## Exercise A:
Return the stretch of the finite differences thread below from "and this is" through "multiplication is composition).", copied word for word.

*** Source extract ***

12
$\begingroup$

So when I was trying to prove the argument in this link I've come up with something.

When you extract the left term from the right term, you get the term under them. What is interesting is that as you can see it follows a pattern similar to binomial coefficients such $1,2,1 - 1,3,3,1 - 1,4,6,4,1$ etc. and when $k=0$ in the first layer, all terms are equal to $0$ and when $k=1$ in the second layer all terms are equal to $0$, and when $k = 2$ in the third layer all terms are equal to $0$ and so on.

$1^k-0^k \qquad\qquad 2^k-1^k \qquad\qquad 3^k-2^k \qquad\qquad 4^k-3^k$ $\qquad 2^k-2.1^k+0^k \qquad 3^k-2.2^k+1^k \qquad 4^k-2.3^k+2^k$ $\quad\quad\quad 3^k-3.2^k+3.1^k-0^k \quad\quad 4^k-3.3^k+3.2^k-1^k$ $\qquad \qquad \qquad 4^k-4.3^k+6.2^k-4.1^k+0^k$

So, I really couldn't figure out why. If I can prove it I will be able to prove the argument in the link I posted.

$\endgroup$
8
$\begingroup$

This is what happens when you apply finite differences to any sequence. Here is some useful notation. If $a_n$ is a sequence, its forward difference is the sequence

$$\Delta a_n = a_{n+1} - a_n.$$

(The notation should not be read as "$\Delta$ of $a_n$," but as "the $n^{th}$ term of the sequence $\Delta a$.") For example, if $a_n = n^2$, then

$$\Delta a_n = (n+1)^2 - n^2 = 2n + 1.$$

The reason this notation is so useful is that it can be iterated: we can inductively define

$$\Delta^k a_n = \Delta^{k-1} a_{n+1} - \Delta^{k-1} a_n$$

and these are the differences of the differences. For example,

$$\Delta^2 a_n = (a_{n+2} - a_{n+1}) - (a_{n+1} - a_n) = a_{n+1} - 2 a_{n+1} + a_n$$

and

$$\Delta^3 a_n = a_{n+3} - 3 a_{n+2} + 3 a_{n+1} - a_n.$$

In general, it turns out that

$$\Delta^k a_n = \sum_{i=0}^k (-1)^i {k \choose i} a_{n+k-i}$$

and this is the binomial coefficient pattern you observe. You can prove this by induction, but to my mind, the cleanest way to prove it - the way that lets you "see it at a glance" - is to use the concept of operators.

"Forward difference" is an operator: it eats up a sequence and spits out a sequence, kind of like differentiation, which eats up a function and spits out another function. Operators form a ring, an infinite-dimensional generalization of rings of matrices, and in particular you can add and multiply them (addition is pointwise, multiplication is composition).

The $k^{th}$ forward difference operator is then literally the product $\Delta^k$ of $k$ copies of the forward difference operator in this ring. The significance of this observation is that $\Delta$ can be written as a difference of two operators, the identity operator $I$, which does nothing:

$$I a_n = a_n$$

and the forward shift operator, which shifts a sequence forward:

$$S a_n = a_{n+1}.$$

The precise relationship is that $\Delta = S - I$, and using the binomial theorem we can now write

$$\Delta^k = (S - I)^k = \sum_{i=0}^k {k \choose i} (-1)^i S^{k-i}$$

which is exactly the desired result.

***

## Exercise B:
Locate every line in the records below that contains the string "background", with case counting, and copy each such line in full.

*** The records ***

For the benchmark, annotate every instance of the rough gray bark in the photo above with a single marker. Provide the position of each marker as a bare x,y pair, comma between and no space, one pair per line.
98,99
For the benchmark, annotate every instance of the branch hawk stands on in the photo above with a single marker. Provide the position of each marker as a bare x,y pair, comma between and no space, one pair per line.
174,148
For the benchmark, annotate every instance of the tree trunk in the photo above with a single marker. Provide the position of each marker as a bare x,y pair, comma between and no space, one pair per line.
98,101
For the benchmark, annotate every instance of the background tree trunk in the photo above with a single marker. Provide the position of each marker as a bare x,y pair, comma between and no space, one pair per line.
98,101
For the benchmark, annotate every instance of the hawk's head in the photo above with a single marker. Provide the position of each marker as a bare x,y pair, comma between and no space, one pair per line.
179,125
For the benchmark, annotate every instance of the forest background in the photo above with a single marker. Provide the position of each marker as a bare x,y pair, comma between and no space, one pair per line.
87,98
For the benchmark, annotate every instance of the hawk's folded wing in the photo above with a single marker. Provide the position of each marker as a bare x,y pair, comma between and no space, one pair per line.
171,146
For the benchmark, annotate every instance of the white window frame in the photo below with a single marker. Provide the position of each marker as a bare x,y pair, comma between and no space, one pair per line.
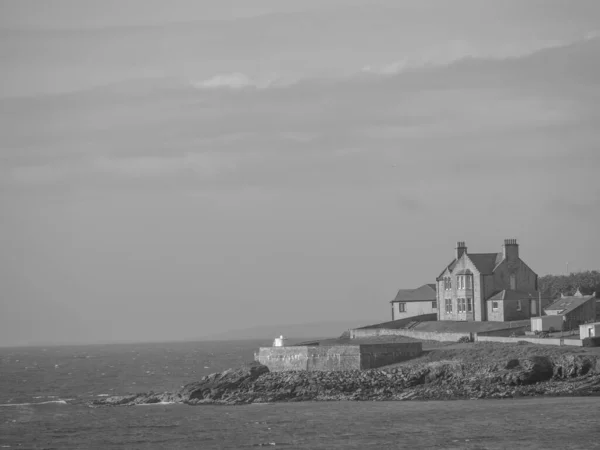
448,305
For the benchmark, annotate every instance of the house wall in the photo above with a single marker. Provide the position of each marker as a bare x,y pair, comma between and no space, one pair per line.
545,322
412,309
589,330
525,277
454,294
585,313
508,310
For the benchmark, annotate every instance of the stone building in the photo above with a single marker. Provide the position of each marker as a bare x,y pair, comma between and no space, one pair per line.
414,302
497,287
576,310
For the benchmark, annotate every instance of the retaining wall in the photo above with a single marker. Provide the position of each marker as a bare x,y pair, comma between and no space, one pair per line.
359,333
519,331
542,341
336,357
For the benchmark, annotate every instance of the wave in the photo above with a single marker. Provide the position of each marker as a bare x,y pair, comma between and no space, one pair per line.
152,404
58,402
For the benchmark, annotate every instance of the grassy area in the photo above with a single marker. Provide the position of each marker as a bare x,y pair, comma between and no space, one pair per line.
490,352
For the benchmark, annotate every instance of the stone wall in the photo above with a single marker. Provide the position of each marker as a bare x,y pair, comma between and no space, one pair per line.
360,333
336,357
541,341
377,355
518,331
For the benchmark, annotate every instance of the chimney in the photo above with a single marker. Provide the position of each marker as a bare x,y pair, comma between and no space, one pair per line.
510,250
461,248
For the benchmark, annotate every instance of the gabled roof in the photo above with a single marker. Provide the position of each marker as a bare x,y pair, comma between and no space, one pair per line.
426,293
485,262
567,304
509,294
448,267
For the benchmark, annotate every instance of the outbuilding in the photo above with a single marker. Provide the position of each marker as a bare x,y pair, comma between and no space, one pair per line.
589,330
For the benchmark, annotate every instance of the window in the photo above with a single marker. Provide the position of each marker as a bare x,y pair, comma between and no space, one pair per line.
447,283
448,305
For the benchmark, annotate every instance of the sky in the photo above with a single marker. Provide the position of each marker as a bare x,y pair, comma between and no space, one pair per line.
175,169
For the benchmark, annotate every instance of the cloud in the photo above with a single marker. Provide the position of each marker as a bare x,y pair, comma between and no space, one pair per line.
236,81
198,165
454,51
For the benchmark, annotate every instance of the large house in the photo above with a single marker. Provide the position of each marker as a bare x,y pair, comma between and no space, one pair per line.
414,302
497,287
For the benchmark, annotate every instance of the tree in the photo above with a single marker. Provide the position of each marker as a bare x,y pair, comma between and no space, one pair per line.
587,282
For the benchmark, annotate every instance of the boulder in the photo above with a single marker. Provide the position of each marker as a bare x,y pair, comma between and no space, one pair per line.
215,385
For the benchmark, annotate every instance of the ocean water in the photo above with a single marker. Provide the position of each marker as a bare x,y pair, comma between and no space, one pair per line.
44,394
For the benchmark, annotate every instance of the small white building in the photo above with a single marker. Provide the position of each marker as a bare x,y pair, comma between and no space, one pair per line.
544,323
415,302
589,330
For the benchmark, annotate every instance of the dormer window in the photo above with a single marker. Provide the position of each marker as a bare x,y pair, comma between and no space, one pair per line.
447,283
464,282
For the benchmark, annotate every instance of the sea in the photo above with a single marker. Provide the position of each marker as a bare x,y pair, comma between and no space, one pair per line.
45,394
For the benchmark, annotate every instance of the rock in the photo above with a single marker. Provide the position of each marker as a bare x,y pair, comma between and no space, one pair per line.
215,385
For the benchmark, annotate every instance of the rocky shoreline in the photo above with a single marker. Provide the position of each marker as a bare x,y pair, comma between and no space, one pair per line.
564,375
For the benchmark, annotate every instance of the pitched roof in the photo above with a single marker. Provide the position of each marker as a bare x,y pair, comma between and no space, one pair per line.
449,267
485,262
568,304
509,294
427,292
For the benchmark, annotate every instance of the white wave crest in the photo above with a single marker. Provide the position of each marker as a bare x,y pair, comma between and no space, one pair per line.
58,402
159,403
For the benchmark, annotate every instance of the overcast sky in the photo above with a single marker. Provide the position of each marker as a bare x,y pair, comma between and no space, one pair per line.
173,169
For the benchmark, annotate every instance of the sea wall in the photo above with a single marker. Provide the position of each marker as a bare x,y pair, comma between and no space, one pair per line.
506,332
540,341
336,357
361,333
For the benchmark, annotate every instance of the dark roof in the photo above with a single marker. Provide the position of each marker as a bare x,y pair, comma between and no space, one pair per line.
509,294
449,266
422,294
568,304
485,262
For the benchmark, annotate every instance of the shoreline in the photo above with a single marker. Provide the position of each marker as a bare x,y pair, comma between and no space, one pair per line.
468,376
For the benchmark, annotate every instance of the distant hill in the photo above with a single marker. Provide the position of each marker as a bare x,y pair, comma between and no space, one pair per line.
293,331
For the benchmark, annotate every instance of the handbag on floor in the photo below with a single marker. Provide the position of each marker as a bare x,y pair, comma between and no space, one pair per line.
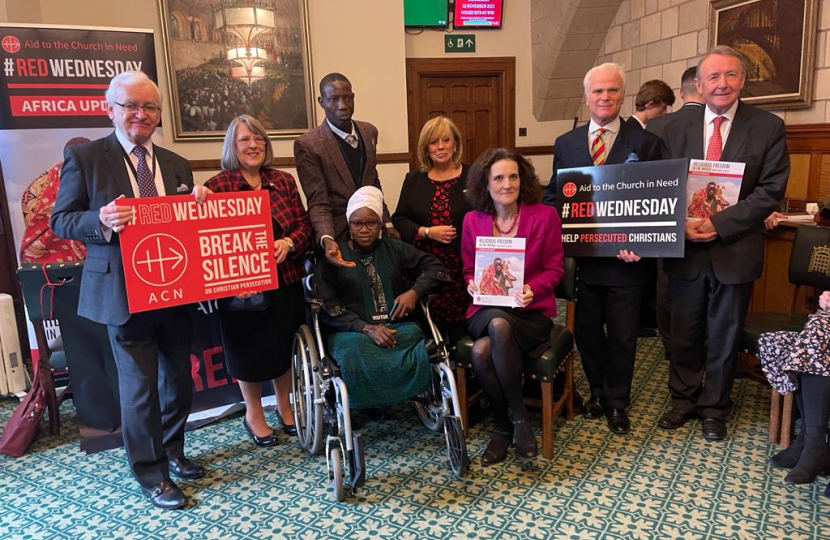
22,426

***
*** The records ***

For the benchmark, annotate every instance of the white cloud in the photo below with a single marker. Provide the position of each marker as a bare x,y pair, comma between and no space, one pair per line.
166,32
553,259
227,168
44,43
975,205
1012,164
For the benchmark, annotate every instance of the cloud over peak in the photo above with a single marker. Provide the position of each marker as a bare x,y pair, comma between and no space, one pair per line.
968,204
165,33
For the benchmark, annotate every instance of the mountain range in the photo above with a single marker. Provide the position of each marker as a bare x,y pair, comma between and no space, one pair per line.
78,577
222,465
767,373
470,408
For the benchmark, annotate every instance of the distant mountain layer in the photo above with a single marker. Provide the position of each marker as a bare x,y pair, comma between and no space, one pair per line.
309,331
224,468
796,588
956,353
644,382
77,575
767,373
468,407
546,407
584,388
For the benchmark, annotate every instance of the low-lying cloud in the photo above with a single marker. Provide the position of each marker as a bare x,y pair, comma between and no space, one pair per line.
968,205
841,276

***

## Output A:
and this is the binomial coefficient pattern you observe. You can prove this by induction, but to my mind, the cleanest way to prove it - the way that lets you "see it at a glance" - is to use the concept of operators.

"Forward difference" is an operator: it eats up a sequence and spits out a sequence, kind of like differentiation, which eats up a function and spits out another function. Operators form a ring, an infinite-dimensional generalization of rings of matrices, and in particular you can add and multiply them (addition is pointwise, multiplication is composition).

## Output B:
For the benchmark, annotate every instance of the background tree trunk in the photo above with a single marker. Provide the position of each marker as a bare x,y pair, comma between and no space, one pair per line.
For the benchmark, annotate every instance of the forest background in the photo above with a single marker. Provide the position of each marker as a bare x,y pair, comma between and no space, one pair per line.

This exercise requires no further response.